Required work: In the grammar text, what part of speech does the author consider "but" to be in "If he but (only, merely) touch the hills they will smoke"?

Text extract:
------------------------------------------------------------------------

REMARKS.—According to the principle of analysis assumed by many of our
most critical philologists, but is always a disjunctive conjunction;
and agreeably to the same authorities, to construe it, in any case, as a
preposition, would lead to error. See false Syntax under Rule 35. They
maintain, that its legitimate and undeviating office is, to join on a
member of a sentence which expresses opposition of meaning, and
thereby forms an exception to, or takes from the universality of, the
proposition contained in the preceding member of the sentence. That it
sustains its true character as a conjunction in all the examples under
number 1, will be shown by the following resolution of them.—”All were
well but the stranger [was not well.”] “I saw nobody but [I saw] the
stranger.” “None deserve the fair but the brave [deserve the
fair.”] “They postpone the thing which [they ought to do, and do not]
but which [thing] they cannot avoid purposing to do.” “This life, at
best, [is not a reality,] but it is a dream. It [affords not
unbounded fruition] but it affords a scanty measure of enjoyment.” “If
he touch the hills, but exert no greater power upon them, they will
smoke;”—”If he exert no greater power upon the hills, but [be-out this
fact] if he touch them, they will smoke.” “Man is not a stable being,
but he is a reed, floating on the current of time.” This method of
analyzing sentences, however, if I mistake not, is too much on the plan
of our pretended philosophical writers, who, in their rage for ancient
constructions and combinations, often overlook the modern associated
meaning and application of this word. It appears to me to be more
consistent with the modern use of the word, to consider it an adverb
in constructions like the following: “If he but (only, merely) touch
the hills they will smoke.”
Except and near, in examples like the following, are generally
construed as prepositions: “All went except him;” “She stands near
them.” But many contend, that when we employ but instead of except,
in such constructions, a nominative should follow: “All went but he
[did not go.”] On this point and many others, custom is variable;
but the period will doubtless arrive, when but, worth, and like,
will be considered prepositions, and, in constructions like the
foregoing, invariably be followed by an objective case. This will not be
the case, however, until the practice of supplying an ellipsis after
these words is entirely dropped.
Poverty, under number 2, is governed by the preposition
notwithstanding, Rule 31. The adjectives wide, soft, white, and
deep, under number 3, not only express the quality of nouns, but also
qualify verbs: Note 4, under Rule 18.—What, in the phrases “what
though” and “what if,” is an interrogative in the objective case, and
governed by the verb matters understood, or by some other verb; thus,
“What matters it—what dost thou fear, though thou see the swelling
surge?” “What would you think, if the foot, which is ordained to tread
the dust, aspired to be the head?”
In the following examples, the same word is used as several parts of
speech. But by exercising judgment sufficient to comprehend the meaning,
and by supplying what is understood, you will be able to analyze them
correctly.
EXERCISES IN PARSING.
- I like what you dislike.
- Every creature loves its like.
- Anger, envy, and like passions, are sinful.
- Charity, like the sun, brightens every object around it.

------------------------------------------------------------------------

Entries:
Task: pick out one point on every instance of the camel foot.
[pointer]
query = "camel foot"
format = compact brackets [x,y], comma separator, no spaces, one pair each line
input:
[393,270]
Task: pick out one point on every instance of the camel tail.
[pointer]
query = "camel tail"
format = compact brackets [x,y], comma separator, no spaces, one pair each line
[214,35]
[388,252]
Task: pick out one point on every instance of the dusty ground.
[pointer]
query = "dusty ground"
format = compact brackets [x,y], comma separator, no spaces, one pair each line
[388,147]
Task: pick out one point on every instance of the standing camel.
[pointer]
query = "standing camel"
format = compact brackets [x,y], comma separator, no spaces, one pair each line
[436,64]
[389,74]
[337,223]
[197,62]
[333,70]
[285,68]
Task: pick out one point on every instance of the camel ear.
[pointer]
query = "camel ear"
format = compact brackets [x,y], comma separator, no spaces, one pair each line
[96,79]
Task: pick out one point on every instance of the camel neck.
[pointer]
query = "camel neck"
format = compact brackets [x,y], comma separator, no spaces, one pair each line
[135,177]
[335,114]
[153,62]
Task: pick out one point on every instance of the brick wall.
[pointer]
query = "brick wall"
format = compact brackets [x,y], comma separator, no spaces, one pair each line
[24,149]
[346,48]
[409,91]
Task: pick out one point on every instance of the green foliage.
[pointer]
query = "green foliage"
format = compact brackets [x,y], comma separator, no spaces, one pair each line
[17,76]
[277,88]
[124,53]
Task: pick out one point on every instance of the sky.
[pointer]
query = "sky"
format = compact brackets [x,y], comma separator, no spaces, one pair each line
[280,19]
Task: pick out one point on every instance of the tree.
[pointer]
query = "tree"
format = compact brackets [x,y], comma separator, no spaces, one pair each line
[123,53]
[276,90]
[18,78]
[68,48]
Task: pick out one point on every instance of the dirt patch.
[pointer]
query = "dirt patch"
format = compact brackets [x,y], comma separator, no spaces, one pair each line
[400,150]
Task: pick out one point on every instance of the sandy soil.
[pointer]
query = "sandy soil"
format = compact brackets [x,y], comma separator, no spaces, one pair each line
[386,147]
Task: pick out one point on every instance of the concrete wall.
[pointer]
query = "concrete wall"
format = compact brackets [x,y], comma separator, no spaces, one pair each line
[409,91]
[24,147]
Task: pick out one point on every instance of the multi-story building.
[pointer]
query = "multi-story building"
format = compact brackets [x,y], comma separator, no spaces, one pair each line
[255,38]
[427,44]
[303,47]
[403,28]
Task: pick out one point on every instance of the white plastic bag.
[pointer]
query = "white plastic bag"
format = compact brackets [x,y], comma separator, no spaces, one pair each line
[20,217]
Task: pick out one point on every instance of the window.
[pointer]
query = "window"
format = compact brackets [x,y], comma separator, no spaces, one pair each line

------------------------------------------------------------------------

Worked answer: An adverb.